## YOUR OBJECTIVE
The required answer is every line of the data containing the word "below".

========

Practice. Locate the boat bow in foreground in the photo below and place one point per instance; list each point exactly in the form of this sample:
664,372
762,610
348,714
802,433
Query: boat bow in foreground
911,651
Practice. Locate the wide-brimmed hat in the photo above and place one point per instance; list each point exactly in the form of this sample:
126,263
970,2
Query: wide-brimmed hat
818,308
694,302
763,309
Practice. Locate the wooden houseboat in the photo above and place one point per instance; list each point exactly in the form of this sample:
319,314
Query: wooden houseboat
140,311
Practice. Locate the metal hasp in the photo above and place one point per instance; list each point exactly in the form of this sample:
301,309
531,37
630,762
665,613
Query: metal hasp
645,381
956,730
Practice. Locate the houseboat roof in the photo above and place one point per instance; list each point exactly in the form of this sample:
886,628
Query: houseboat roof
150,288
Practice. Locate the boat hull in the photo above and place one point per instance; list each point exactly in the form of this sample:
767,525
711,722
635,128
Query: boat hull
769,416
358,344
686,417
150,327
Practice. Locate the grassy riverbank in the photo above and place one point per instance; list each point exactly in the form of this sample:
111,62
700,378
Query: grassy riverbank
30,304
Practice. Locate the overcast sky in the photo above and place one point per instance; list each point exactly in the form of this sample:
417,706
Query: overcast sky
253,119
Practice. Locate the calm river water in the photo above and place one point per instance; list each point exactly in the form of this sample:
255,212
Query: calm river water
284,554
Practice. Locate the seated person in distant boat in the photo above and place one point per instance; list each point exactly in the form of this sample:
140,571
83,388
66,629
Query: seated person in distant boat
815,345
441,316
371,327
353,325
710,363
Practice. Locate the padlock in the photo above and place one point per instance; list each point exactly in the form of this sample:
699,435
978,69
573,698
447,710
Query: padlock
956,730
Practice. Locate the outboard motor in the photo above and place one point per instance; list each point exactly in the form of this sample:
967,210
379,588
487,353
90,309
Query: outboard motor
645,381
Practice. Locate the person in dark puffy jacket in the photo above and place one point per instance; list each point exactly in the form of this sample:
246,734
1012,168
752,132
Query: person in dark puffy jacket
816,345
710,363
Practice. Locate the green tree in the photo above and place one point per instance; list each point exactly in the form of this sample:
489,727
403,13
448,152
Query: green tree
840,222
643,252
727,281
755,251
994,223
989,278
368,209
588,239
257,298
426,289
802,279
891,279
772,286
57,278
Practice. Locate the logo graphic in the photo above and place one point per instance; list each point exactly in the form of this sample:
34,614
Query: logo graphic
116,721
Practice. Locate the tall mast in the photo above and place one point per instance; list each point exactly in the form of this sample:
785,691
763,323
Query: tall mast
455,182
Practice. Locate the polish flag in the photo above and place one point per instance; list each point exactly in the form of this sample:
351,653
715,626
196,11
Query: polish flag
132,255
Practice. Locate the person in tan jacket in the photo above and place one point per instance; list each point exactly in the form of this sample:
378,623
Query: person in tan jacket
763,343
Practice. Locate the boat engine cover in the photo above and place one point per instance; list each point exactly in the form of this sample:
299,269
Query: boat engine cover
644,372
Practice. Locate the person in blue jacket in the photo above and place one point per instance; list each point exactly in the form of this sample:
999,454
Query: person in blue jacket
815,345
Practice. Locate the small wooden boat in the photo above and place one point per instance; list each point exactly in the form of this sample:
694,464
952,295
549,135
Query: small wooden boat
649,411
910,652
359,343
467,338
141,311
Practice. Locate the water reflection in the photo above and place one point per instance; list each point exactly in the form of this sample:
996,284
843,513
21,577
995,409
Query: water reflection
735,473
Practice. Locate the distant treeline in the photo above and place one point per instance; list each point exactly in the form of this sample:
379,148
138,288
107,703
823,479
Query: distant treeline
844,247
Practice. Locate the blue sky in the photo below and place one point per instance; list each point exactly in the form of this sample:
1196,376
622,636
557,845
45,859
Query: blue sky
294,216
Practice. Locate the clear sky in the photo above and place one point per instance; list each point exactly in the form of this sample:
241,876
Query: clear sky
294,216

========

## TASK SOLUTION
Practice. Locate the boat bow in foreground in the photo below and place one point per instance; list each point exactly in the form of this sample:
Practice. Locate the blue sky in the photo below and place one point per instance; list each point exactly in the form of this sample:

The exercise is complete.